**Texto de lectura**
“No
estés todo el rato mirando al nido, que aburres a los pájaros y se
mueren”. La frase de S. me dejó en el sitio. Posee ese carácter a
la vez inocente, rotundo y preciso del habla de los pueblos que ha
construido el castellano.
En
el camping en el que veraneo, entre la atalaya desde la que disfruto
de un paisaje que es ya parte del alma y el mar que se ofrece a tiro
de piedra, hay una hilera de parcelas más bajas con unos abetillos
alineados. En la tupida copa de uno de ellos, que apenas dista cinco
metros de mi posición, una pareja de verdecillos tiene nido y
camada. A intervalos regulares se escucha un piar insistente y agudo.
El papá ha entrado con comida. Al poco de salir, cesa la súplica de
los insaciables polluelos. Así suceden las cosas, sin necesidad de
subrayados, con la naturalidad de lo que no puede ser de otra manera
desde que el mundo es mundo.
Pero ocurrió algo que ni siquiera el instinto atávico de la especie
pudo prever: la llegada a la parcela de una peculiar familia –les
llamaremos los Pérez–, paradigma de la ranciedad que condena a
España a llevar cosido, vieja herida, el doloroso epíteto de
profunda, sin ser profunda precisamente la condición de estos
sujetos. La que organizaron para montar sus dos iglús fue tremenda:
los continuos gritos de los hombres repartiendo instrucciones; las
risotadas camioneriles de las mujeres ante la ignorada presencia de
un niño obeso que preguntaba al aire; el arsenal de objetos de lo
más variopinto que iban arrumbando entre los dos habitáculos,
haciendo temer una estancia prolongada.
Una de las mujeres, fatalmente, advirtió la algarabía de las crías
en una de las tomas y se acercó lentamente al árbol con instinto de
zorra. “¡Aquí hay un nido!”, gritó mientras comenzaba a
apartar las ramas y una comitiva más numerosa de lo que me había
figurado se llegaba al abeto y comenzaba a meter las manazas en busca
de aquella tibieza, súbitamente silenciosa. La mamá, o el papá,
salió volando en el momento justo en el que el intelectual del
grupo, al que llamaremos el cuñado, gritó desde su hamaca: “¡no
los toquéis que si no huelen mal y los padres los atacan!” Tardía
precaución. Pasado el minuto de la novedad, los Pérez se olvidaron
y bajaron, bulliciosos y cargados, a la playa.

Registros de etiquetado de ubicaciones
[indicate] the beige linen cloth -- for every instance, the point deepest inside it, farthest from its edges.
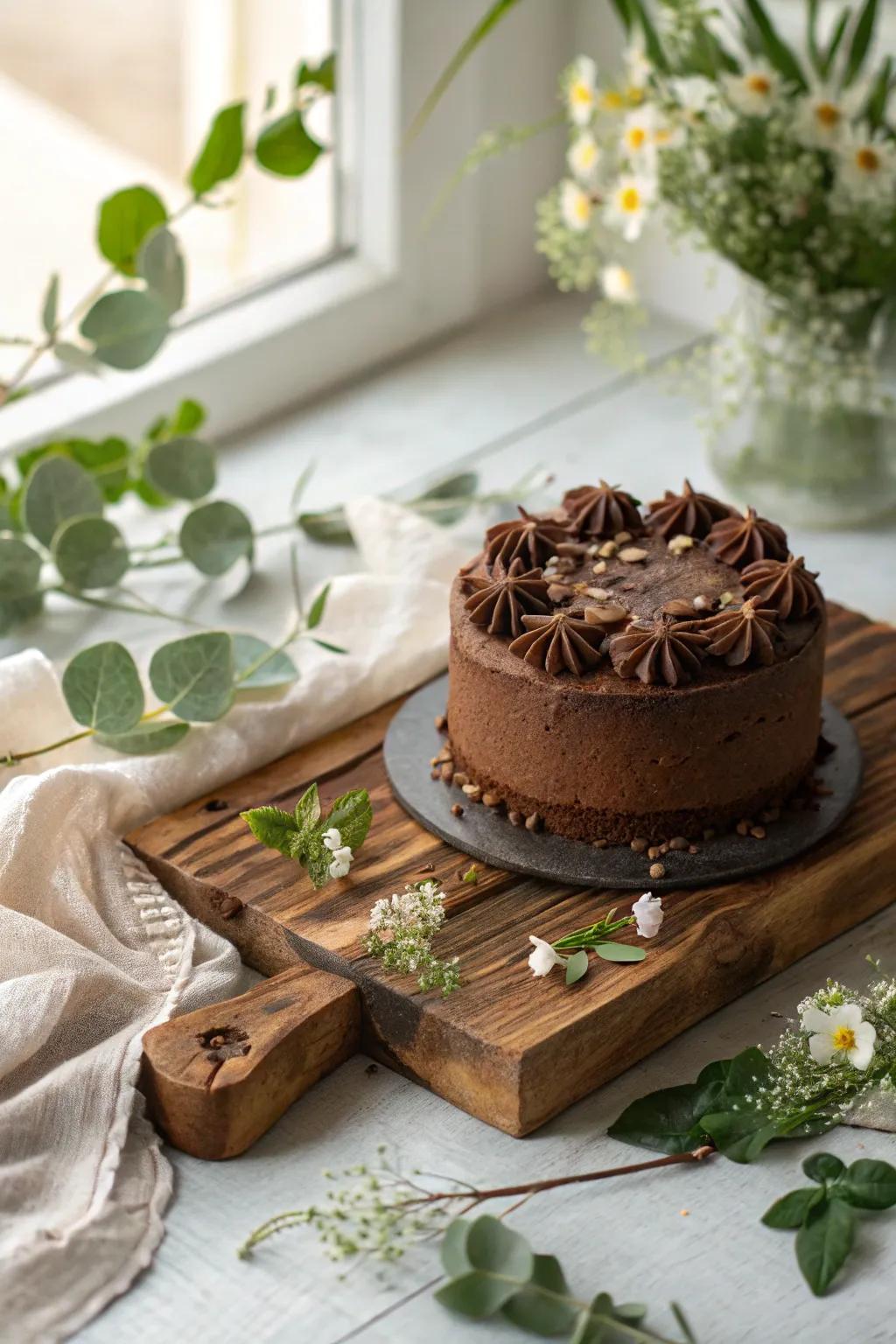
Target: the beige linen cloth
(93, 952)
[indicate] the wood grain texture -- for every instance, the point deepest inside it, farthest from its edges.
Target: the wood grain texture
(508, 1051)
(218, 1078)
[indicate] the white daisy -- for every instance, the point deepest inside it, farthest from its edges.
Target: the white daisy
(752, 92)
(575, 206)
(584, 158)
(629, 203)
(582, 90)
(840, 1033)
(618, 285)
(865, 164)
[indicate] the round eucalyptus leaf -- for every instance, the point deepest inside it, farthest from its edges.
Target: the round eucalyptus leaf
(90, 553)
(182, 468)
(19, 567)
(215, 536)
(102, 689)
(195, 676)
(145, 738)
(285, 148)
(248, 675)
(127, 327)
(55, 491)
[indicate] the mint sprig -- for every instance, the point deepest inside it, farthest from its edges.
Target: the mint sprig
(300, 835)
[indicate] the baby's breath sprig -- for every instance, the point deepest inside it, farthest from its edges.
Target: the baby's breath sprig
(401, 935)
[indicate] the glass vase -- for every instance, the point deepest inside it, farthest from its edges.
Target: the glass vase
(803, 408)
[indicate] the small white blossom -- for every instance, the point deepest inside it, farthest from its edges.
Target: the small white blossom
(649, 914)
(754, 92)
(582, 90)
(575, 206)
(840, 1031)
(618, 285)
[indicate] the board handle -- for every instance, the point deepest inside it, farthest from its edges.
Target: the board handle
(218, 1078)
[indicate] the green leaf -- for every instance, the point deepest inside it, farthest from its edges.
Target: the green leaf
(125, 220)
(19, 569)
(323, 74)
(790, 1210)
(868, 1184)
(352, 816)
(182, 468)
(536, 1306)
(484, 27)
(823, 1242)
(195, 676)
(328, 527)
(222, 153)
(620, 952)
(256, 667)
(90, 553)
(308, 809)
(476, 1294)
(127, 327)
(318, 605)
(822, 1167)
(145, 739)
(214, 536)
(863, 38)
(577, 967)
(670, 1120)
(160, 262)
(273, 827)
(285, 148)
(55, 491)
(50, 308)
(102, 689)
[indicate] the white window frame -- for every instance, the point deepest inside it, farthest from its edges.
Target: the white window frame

**Tareas a realizar**
1/ Según el texto sobre el camping, ¿cuántos iglús montó la familia a la que se llama los Pérez?
2/ Transcriba del texto sobre el camping el fragmento que empieza en las palabras "El papá ha entrado" y termina tras las palabras "mundo es mundo.".
El listado no guarda relación con lo que aquí se solicita.

**Respuestas por tarea**
1/ Dos iglús.

2/
El papá ha entrado con comida. Al poco de salir, cesa la súplica de
los insaciables polluelos. Así suceden las cosas, sin necesidad de
subrayados, con la naturalidad de lo que no puede ser de otra manera
desde que el mundo es mundo.